** AVAILABLE RECORDS follows **

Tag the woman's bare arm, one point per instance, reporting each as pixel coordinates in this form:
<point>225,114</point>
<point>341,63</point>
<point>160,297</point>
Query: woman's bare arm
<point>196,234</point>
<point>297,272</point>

** End of AVAILABLE RECORDS **

▶ PROBLEM STATEMENT
When you respond, give the whole listing again exactly as written.

▶ PROBLEM SOLUTION
Tag the woman's bare arm, one point per instance, reporting each as pixel coordinates in this form:
<point>225,114</point>
<point>341,63</point>
<point>160,297</point>
Query: woman's bare arm
<point>196,234</point>
<point>297,272</point>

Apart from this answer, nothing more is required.